The year was 2012. The place was Bowling Green, Ohio. A federal raid had uncovered what the authorities feared were the makings of a massacre. There were 18 firearms, among them two AR–15 assault rifles, an AR–10 assault rifle, and a Remington Model 700 sniper rifle. There was body armor, too, and the authorities counted some 40,000 rounds of ammunition. An extremist had been arrested, and prosecutors suspected that he had been aiming to carry out a wide assortment of killings.

“This defendant, quite simply, was a well-funded, well-armed, and focused one-man army of racial and religious hate,” prosecutors said in a court filing.

The man arrested and charged was Richard Schmidt, a middle-aged owner of a sports-memorabilia business at a mall in town. Prosecutors would later call him a white supremacist. His planned targets, federal authorities said, had been African-Americans and Jews. They’d found a list with the names and addresses of those to be assassinated, including the leaders of NAACP chapters in Michigan and Ohio.

But Schmidt wound up being sentenced to less than six years in prison, after a federal judge said prosecutors had failed to adequately establish that he was a political terrorist, and he is scheduled for release in February 2018. The foiling of what the government worried was a credible plan for mass murder gained little national attention.

For some concerned about America’s vulnerability to terrorism, the very real, mostly forgotten case of Richard Schmidt in Bowling Green, Ohio, deserves an important place in any debate about what is real and what is fake, what gets reported on by the news media and what doesn’t. Those deeply worried about domestic far-right terrorism believe United States authorities, across many administrations, have regularly underplayed the threat, and that the media has repeatedly underreported it. Perhaps we have become trapped in one view of what constitutes the terrorist threat, and as the case of Schmidt shows, that’s a problem.

The notion of a “Bowling Green massacre,” of course, has been in the news recently. Kellyanne Conway, a senior adviser to President Donald Trump, referred to it in justifying the president’s travel ban on people from seven predominantly Muslim countries. Conway had Bowling Green, Kentucky, in mind, but she eventually conceded there had been no massacre there. She meant, she said, to refer to the 2011 case of two Iraqi refugees who had moved to Kentucky and been convicted of trying to aid attacks on American military personnel in Iraq. One was sentenced to 40 years, the other to life in prison.

Her gaffe, accidental or intentional, prompted a mock vigil in New York and a flood of internet memes. The imaginary massacre now even has its own Wikipedia page.

On Monday, Trump made the provocative, unsubstantiated claim that the American media intentionally failed to cover acts of terrorism around the globe. “It’s gotten to a point where it’s not even being reported,” he said in a speech to military commanders. “And in many cases the very, very dishonest press doesn’t want to report it. They have their reasons, and you understand that.”

At the Southern Poverty Law Center, Ryan Lenz tracks racist and extreme-right terrorists. So far, he said, he’s seen little from the Trump administration to suggest it will make a priority of combating political violence carried out by American racist groups.

“It doesn’t seem at all like they are interested in pursuing extremists inspired by radical right ideologies,” said Lenz, who edits the organization’s HateWatch publication.

BRIEF 1: According to the Bowling Green article, how many rounds of ammunition did the authorities count in the 2012 raid?
BRIEF 2: Reproduce word for word the passage of the Bowling Green article starting with "The man arrested" and going on through "Michigan and Ohio.".

MATERIAL:
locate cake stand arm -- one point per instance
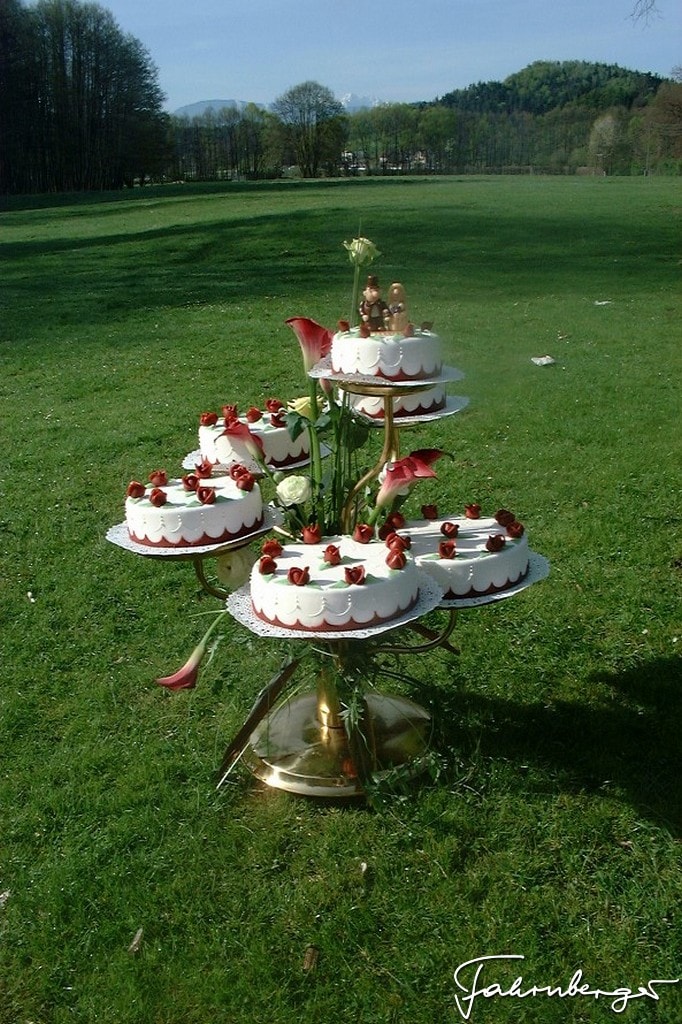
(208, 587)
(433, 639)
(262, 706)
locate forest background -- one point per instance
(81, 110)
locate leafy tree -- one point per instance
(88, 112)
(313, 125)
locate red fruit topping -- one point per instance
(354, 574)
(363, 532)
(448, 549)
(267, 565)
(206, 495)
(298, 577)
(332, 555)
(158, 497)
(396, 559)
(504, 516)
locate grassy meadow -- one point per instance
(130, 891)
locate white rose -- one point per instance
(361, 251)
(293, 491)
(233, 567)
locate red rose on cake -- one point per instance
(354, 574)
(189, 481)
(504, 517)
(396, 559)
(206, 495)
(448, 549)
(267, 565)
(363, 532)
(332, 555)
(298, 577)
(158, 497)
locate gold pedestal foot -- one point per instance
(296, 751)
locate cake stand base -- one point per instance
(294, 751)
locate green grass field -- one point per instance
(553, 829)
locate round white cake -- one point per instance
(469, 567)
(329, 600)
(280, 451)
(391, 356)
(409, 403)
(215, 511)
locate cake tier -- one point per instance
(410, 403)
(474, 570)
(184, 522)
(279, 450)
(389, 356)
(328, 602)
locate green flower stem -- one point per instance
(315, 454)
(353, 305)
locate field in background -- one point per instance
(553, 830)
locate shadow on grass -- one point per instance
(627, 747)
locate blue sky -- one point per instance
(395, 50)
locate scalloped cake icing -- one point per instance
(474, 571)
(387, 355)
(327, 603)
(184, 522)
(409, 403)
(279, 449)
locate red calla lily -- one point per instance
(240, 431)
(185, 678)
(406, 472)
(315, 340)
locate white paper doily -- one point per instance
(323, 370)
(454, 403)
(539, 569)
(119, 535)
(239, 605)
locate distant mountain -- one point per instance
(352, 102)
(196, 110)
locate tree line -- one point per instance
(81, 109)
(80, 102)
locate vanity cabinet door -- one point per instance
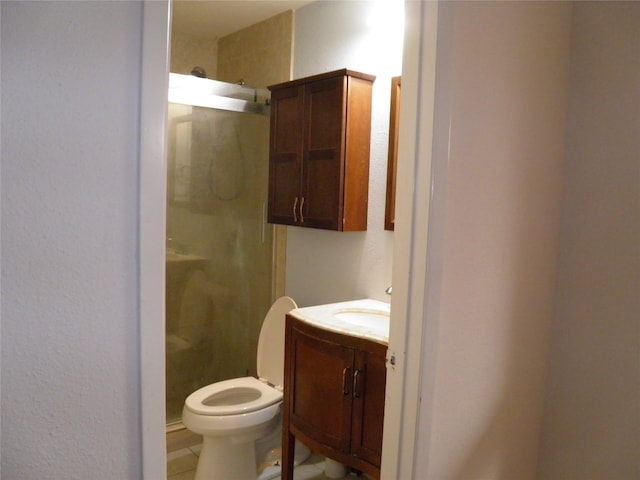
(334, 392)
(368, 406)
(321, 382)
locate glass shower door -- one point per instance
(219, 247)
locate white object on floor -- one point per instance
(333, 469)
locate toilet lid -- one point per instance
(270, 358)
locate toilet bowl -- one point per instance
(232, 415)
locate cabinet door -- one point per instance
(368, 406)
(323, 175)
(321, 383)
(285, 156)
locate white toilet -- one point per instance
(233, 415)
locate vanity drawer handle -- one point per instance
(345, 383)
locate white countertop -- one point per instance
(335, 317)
* * *
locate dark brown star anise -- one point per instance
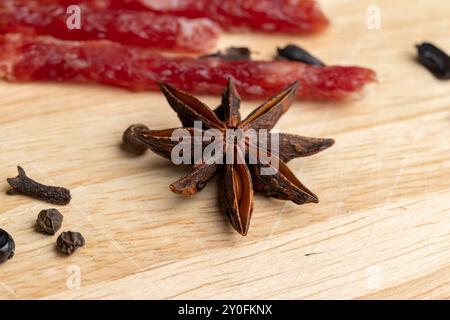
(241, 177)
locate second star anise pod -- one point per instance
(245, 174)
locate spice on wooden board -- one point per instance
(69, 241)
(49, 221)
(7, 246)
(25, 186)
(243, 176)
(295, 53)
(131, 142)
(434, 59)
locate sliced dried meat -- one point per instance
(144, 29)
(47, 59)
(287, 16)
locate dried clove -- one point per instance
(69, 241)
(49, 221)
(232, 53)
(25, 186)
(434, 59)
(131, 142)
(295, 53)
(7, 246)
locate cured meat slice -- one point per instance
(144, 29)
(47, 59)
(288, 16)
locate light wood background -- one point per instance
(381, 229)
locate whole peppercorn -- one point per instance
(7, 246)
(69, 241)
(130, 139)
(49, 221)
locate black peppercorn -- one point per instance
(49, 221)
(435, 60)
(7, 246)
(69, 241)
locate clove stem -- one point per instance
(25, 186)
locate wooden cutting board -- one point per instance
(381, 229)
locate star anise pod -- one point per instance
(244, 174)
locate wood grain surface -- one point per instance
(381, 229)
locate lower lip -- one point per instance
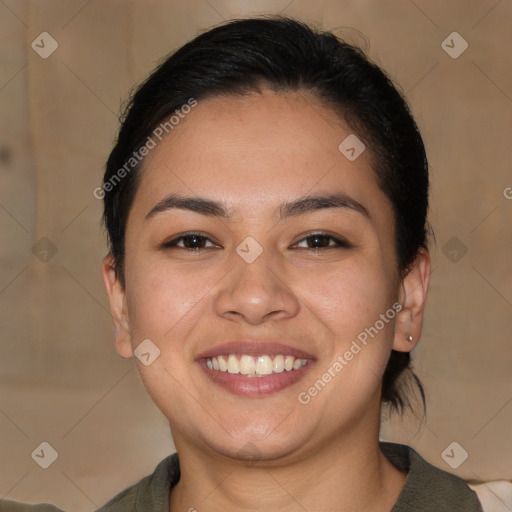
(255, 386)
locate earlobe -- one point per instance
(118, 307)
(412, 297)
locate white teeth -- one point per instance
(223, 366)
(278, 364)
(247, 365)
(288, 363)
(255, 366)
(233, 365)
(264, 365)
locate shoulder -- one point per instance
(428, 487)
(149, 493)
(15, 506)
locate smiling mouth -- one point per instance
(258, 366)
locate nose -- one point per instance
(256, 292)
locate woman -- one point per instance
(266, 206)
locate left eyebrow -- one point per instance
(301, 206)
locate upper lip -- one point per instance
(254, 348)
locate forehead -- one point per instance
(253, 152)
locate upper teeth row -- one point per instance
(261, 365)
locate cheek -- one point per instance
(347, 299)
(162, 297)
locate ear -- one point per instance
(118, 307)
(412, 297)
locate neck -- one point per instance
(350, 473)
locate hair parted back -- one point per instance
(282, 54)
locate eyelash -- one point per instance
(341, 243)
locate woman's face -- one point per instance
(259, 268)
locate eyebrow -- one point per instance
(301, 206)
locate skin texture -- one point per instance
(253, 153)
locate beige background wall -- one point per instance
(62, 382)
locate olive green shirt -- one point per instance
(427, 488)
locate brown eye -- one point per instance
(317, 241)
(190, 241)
...
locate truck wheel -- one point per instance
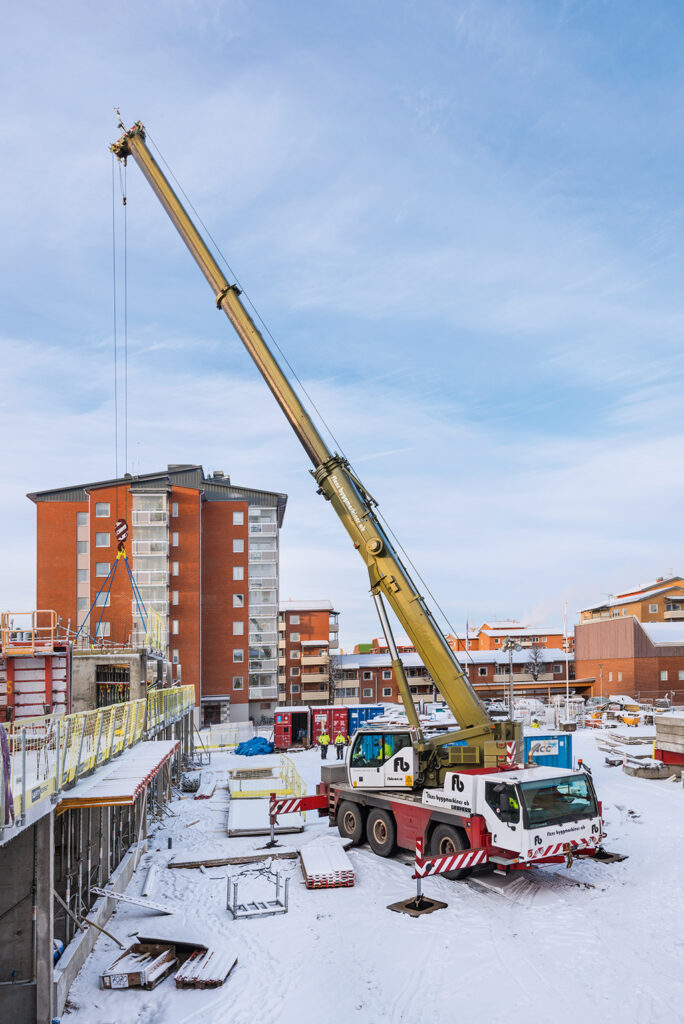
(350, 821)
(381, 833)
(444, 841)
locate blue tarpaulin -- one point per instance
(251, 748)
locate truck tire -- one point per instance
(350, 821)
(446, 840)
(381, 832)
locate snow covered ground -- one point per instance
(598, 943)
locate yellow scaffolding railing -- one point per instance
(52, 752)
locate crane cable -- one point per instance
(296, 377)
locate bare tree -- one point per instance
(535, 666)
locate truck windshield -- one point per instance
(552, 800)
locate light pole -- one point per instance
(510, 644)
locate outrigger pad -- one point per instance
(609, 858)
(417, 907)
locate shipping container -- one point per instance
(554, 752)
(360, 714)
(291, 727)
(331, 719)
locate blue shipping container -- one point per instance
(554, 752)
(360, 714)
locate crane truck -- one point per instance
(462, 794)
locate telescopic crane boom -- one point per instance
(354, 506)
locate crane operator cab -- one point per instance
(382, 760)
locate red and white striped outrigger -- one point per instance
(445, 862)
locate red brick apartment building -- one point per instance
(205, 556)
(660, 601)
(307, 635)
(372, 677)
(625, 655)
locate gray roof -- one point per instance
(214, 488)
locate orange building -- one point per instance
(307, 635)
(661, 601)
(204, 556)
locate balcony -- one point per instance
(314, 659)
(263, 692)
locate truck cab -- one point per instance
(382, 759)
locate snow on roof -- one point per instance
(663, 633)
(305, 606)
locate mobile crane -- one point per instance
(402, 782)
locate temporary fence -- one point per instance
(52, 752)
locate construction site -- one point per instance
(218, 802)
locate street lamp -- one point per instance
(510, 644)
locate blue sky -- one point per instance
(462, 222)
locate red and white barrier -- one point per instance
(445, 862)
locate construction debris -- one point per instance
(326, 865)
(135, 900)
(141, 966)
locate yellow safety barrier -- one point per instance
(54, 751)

EXERCISE SOLUTION 1: Some 40,000 rounds.

EXERCISE SOLUTION 2:
The man arrested and charged was Richard Schmidt, a middle-aged owner of a sports-memorabilia business at a mall in town. Prosecutors would later call him a white supremacist. His planned targets, federal authorities said, had been African-Americans and Jews. They’d found a list with the names and addresses of those to be assassinated, including the leaders of NAACP chapters in Michigan and Ohio.